» WORK INSTRUCTIONS
Look through the material below. Return exactly the lines from the one with "positive clicks: (908, 270)" through the one with "positive clicks: (849, 521)", both included.

··· DATA ···

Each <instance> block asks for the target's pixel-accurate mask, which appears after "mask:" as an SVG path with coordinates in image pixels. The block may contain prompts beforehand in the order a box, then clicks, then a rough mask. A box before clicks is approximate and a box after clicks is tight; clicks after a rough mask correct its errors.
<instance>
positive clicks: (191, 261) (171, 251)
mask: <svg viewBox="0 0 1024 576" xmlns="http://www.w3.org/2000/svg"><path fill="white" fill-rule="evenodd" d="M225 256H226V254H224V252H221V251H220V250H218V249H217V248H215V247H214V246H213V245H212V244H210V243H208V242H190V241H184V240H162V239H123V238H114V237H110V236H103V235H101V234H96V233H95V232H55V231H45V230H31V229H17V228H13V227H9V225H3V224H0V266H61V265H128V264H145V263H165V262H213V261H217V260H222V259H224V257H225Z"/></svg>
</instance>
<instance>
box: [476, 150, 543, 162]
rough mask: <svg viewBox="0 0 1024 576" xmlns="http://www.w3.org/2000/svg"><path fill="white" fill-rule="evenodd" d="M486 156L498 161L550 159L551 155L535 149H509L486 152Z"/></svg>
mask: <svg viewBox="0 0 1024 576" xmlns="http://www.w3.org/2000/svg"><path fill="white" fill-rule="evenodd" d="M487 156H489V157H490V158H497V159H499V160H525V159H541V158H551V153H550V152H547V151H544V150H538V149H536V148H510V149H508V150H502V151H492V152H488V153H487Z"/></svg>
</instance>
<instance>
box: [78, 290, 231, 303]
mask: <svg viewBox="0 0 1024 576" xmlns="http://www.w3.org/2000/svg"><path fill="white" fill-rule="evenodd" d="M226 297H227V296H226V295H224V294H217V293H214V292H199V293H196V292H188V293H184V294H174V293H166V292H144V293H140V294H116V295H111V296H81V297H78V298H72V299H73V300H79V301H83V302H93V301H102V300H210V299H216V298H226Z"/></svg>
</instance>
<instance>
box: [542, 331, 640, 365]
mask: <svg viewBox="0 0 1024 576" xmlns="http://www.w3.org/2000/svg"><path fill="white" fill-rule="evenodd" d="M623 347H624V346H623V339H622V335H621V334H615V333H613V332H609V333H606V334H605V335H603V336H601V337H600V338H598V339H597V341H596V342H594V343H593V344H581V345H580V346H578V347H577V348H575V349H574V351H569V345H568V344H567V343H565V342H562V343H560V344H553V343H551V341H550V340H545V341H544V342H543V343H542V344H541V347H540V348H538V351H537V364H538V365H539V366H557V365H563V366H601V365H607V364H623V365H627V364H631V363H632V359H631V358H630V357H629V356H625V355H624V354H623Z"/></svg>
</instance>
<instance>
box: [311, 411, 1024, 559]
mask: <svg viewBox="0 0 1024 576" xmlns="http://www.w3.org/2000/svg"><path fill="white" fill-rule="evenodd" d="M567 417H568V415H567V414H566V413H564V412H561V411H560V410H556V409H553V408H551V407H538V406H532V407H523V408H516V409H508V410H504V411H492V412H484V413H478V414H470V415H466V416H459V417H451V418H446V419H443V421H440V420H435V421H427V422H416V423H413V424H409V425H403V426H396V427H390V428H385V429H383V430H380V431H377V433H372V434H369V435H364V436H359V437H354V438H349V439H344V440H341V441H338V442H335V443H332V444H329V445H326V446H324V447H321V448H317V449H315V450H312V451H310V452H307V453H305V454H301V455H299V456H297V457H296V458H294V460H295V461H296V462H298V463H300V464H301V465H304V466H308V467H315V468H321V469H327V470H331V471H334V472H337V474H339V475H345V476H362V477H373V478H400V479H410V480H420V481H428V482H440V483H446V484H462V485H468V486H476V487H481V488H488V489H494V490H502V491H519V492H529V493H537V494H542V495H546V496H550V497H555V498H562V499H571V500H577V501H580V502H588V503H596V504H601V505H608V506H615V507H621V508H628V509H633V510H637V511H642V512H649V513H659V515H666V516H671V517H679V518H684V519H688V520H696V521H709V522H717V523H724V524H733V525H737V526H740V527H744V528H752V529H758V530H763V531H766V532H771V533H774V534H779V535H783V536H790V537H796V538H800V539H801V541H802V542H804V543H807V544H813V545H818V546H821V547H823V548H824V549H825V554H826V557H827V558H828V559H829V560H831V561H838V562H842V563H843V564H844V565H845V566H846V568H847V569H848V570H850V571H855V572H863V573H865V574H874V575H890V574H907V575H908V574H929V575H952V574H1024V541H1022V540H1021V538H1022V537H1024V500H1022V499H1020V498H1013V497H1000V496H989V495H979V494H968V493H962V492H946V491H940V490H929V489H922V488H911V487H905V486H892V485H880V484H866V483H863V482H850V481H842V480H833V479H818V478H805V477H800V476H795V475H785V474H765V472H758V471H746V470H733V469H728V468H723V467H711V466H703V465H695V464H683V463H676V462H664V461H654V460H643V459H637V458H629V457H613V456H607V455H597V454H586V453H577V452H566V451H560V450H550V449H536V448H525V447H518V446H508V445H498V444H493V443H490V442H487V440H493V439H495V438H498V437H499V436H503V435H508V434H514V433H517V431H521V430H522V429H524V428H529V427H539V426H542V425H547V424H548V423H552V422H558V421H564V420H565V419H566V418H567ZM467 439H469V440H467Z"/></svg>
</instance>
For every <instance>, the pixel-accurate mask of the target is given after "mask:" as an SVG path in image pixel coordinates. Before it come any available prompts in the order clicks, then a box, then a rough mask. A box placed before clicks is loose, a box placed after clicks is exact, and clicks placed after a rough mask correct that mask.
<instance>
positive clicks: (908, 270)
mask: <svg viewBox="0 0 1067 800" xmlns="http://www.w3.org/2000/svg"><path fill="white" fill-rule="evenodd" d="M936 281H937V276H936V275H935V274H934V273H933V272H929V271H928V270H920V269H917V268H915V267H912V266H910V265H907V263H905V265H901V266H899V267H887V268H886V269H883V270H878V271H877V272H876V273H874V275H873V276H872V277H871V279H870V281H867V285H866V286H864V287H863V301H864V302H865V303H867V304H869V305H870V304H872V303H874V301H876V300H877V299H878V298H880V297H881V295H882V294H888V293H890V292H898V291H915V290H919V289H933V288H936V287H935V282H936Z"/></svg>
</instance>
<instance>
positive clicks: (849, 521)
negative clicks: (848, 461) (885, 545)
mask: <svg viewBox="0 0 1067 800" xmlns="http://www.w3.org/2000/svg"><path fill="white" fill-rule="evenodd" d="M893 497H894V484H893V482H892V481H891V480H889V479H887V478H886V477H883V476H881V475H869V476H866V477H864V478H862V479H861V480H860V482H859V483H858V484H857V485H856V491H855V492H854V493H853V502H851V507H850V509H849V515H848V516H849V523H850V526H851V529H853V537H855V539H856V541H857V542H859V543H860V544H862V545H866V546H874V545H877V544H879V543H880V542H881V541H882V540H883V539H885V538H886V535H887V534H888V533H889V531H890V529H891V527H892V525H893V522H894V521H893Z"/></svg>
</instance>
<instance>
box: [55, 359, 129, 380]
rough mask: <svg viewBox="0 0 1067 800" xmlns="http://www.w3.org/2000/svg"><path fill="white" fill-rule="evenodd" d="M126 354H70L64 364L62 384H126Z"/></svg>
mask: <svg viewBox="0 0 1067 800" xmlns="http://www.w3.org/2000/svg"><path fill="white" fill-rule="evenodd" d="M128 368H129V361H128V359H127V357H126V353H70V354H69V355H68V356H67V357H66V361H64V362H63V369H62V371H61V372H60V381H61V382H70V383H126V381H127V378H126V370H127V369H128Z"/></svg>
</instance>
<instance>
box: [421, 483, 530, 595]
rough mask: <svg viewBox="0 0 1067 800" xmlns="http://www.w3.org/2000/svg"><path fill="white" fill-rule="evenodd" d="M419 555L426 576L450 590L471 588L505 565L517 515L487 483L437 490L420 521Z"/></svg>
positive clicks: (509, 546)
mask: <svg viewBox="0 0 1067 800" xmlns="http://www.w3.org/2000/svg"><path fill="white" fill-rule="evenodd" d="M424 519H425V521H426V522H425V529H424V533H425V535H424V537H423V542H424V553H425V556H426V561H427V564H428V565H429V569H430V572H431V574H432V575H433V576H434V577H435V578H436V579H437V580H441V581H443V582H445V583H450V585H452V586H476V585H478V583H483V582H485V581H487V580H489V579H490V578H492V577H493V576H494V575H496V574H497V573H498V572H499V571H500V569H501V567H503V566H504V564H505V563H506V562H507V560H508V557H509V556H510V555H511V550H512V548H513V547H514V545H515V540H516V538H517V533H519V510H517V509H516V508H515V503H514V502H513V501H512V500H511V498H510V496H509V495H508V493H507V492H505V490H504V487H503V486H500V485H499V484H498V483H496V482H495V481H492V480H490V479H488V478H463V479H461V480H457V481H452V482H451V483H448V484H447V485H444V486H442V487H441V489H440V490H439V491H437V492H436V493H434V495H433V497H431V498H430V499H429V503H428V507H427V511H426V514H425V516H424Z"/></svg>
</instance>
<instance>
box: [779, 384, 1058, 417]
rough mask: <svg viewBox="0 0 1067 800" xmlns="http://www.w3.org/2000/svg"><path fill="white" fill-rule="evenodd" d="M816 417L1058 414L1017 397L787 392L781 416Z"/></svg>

···

» EXERCISE RESULT
positive clicks: (908, 270)
mask: <svg viewBox="0 0 1067 800" xmlns="http://www.w3.org/2000/svg"><path fill="white" fill-rule="evenodd" d="M936 281H937V276H936V275H935V274H934V273H933V272H929V271H928V270H920V269H917V268H915V267H912V266H910V265H907V263H905V265H901V266H899V267H887V268H886V269H883V270H878V271H877V272H876V273H874V275H873V276H872V277H871V279H870V281H867V285H866V286H864V287H863V301H864V302H865V303H867V304H869V305H870V304H872V303H874V301H876V300H877V299H878V298H880V297H881V295H882V294H888V293H890V292H898V291H915V290H919V289H933V288H936V287H935V282H936Z"/></svg>
</instance>
<instance>
positive clicks: (849, 521)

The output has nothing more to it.